• [Problem]: Pick out each line below that contains the string "xmin" and copy those lines.

### Working data ###

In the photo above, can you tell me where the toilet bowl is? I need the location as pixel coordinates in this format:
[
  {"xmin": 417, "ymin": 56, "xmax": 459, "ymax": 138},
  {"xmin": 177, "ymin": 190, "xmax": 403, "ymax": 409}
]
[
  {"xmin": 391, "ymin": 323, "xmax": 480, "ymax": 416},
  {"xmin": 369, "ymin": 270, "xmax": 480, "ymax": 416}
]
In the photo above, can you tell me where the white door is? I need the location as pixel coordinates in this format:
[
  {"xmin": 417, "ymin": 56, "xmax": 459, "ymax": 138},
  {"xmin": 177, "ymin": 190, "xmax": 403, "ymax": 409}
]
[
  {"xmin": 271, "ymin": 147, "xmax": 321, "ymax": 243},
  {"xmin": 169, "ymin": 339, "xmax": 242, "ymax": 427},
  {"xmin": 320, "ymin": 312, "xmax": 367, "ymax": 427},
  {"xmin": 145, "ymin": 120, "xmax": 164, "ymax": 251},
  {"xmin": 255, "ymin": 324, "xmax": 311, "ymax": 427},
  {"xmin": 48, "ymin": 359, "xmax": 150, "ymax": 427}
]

###

• [Output below]:
  {"xmin": 417, "ymin": 56, "xmax": 459, "ymax": 138},
  {"xmin": 177, "ymin": 190, "xmax": 403, "ymax": 409}
  {"xmin": 391, "ymin": 323, "xmax": 480, "ymax": 416},
  {"xmin": 369, "ymin": 270, "xmax": 480, "ymax": 416}
  {"xmin": 417, "ymin": 56, "xmax": 459, "ymax": 138},
  {"xmin": 177, "ymin": 190, "xmax": 403, "ymax": 409}
  {"xmin": 271, "ymin": 147, "xmax": 321, "ymax": 243},
  {"xmin": 169, "ymin": 339, "xmax": 242, "ymax": 427},
  {"xmin": 320, "ymin": 312, "xmax": 367, "ymax": 427},
  {"xmin": 145, "ymin": 120, "xmax": 164, "ymax": 251},
  {"xmin": 255, "ymin": 324, "xmax": 311, "ymax": 427},
  {"xmin": 48, "ymin": 359, "xmax": 150, "ymax": 427}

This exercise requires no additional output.